Raw data -

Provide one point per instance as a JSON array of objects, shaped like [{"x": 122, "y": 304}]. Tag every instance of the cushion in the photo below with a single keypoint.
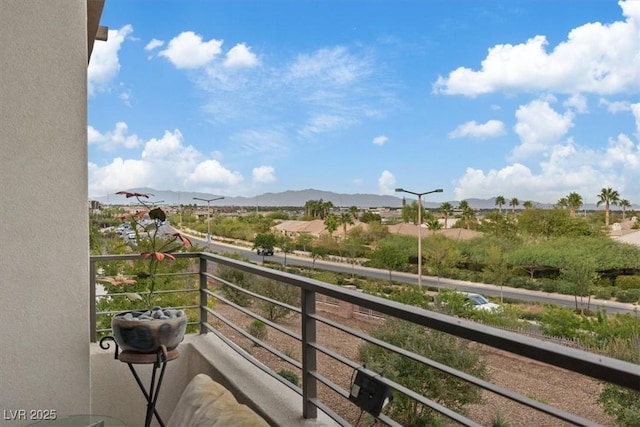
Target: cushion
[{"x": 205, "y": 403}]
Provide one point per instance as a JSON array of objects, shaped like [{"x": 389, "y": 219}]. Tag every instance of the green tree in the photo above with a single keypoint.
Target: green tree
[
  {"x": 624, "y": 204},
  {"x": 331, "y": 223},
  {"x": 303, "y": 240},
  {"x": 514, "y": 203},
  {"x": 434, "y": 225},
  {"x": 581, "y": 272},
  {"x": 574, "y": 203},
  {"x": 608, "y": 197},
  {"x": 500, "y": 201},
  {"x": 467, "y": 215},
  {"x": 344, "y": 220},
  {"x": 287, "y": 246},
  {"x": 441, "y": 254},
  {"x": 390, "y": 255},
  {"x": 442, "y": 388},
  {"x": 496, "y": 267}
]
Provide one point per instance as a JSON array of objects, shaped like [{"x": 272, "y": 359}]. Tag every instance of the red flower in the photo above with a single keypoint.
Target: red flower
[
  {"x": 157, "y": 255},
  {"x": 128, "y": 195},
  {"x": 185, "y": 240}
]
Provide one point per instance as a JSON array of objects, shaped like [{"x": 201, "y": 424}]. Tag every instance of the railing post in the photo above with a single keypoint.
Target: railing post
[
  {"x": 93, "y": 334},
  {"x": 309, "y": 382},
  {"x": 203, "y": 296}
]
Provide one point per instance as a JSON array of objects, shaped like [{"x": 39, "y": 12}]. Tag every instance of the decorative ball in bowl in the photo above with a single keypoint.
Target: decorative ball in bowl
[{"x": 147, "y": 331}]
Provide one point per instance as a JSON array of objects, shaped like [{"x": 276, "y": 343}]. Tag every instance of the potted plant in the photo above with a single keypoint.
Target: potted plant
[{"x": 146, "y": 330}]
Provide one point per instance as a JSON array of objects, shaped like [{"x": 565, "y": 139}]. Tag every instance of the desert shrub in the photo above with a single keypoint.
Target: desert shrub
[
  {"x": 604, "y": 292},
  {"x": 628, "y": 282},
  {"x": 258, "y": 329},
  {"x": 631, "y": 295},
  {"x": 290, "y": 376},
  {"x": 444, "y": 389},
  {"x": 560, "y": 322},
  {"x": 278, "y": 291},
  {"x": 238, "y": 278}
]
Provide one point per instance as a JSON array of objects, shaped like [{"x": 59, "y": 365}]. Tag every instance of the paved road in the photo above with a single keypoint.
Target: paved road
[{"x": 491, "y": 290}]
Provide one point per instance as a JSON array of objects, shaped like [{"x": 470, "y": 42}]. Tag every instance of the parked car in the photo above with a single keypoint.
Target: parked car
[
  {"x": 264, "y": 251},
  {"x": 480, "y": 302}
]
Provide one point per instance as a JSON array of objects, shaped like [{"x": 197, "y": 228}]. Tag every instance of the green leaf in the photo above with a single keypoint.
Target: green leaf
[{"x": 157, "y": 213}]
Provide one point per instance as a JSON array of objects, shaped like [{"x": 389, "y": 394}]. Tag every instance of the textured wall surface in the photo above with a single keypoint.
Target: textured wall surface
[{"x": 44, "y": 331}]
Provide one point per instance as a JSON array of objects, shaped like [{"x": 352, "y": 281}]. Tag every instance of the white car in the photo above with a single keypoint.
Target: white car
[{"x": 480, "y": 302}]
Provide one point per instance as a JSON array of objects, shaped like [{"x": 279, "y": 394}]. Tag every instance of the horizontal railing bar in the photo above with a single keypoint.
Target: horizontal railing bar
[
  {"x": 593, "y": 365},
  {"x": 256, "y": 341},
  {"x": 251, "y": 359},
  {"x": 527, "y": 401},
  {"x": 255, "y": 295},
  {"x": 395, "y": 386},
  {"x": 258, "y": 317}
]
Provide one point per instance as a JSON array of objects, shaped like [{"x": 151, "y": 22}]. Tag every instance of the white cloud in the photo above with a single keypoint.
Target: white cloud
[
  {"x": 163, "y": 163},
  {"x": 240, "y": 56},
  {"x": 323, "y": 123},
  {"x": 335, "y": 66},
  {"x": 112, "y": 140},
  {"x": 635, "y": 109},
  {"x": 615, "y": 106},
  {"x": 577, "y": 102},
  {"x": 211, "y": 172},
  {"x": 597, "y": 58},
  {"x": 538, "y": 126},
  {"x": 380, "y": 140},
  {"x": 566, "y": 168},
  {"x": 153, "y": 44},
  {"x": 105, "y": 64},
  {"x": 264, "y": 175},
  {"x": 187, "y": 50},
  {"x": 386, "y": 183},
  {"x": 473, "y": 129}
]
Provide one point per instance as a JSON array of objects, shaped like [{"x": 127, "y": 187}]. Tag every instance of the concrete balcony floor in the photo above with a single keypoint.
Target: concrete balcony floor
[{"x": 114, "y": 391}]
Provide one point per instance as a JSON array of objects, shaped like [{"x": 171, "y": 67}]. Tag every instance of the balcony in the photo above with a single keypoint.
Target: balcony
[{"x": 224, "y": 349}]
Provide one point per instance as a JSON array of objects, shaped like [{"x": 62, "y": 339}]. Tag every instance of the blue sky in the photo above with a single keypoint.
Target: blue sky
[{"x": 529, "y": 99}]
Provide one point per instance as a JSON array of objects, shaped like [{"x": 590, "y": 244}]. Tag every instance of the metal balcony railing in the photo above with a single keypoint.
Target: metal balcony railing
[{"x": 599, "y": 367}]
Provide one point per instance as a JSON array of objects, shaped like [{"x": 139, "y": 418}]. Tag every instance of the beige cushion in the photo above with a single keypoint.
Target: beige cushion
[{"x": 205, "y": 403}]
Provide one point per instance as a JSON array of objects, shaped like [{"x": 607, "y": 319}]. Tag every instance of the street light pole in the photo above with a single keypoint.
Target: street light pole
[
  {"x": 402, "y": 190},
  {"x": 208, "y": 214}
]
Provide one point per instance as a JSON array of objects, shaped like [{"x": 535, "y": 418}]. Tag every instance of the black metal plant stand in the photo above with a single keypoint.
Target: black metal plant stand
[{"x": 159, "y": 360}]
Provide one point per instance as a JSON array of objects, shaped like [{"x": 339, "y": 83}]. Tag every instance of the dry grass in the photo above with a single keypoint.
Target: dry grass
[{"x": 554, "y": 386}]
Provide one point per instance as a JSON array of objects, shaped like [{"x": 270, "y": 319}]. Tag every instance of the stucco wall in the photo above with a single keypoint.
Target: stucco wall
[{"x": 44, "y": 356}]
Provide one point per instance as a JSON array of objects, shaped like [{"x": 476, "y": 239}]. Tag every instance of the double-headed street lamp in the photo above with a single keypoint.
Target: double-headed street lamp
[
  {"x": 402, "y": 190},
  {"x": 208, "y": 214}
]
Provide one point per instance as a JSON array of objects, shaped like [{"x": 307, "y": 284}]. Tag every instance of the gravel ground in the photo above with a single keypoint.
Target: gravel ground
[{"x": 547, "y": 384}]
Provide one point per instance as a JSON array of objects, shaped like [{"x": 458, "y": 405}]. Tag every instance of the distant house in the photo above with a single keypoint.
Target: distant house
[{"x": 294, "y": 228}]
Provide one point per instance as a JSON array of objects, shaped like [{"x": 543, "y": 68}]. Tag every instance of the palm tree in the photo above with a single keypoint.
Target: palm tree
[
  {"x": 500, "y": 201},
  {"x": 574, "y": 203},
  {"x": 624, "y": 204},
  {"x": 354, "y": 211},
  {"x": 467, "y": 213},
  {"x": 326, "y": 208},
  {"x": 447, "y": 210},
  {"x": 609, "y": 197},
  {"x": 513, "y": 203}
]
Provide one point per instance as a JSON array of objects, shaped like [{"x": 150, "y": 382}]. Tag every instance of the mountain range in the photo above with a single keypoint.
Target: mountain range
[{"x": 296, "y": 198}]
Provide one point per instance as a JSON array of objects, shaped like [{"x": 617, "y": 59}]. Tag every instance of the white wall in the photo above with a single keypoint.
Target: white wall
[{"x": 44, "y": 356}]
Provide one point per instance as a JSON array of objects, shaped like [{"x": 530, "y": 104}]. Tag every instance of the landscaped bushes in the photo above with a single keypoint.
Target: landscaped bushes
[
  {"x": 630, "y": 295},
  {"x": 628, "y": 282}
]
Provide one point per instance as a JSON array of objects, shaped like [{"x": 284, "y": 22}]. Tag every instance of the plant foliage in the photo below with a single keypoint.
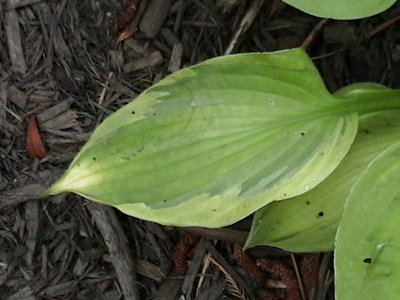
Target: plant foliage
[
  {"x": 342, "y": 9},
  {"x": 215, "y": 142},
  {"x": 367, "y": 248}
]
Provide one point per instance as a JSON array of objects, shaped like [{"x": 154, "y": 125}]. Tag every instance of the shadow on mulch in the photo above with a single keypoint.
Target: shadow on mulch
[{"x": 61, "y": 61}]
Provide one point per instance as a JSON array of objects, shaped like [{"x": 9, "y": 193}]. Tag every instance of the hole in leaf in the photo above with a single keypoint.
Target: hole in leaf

Task prompt - In the entries above, identify each line that includes the string "hole", then copy it.

Answer section -
Provide one point per instance as a JSON array of objects, shaped like [{"x": 9, "y": 193}]. Tag every instance of the hole in leaf in the photo above with a single keypoint.
Target: hole in leaf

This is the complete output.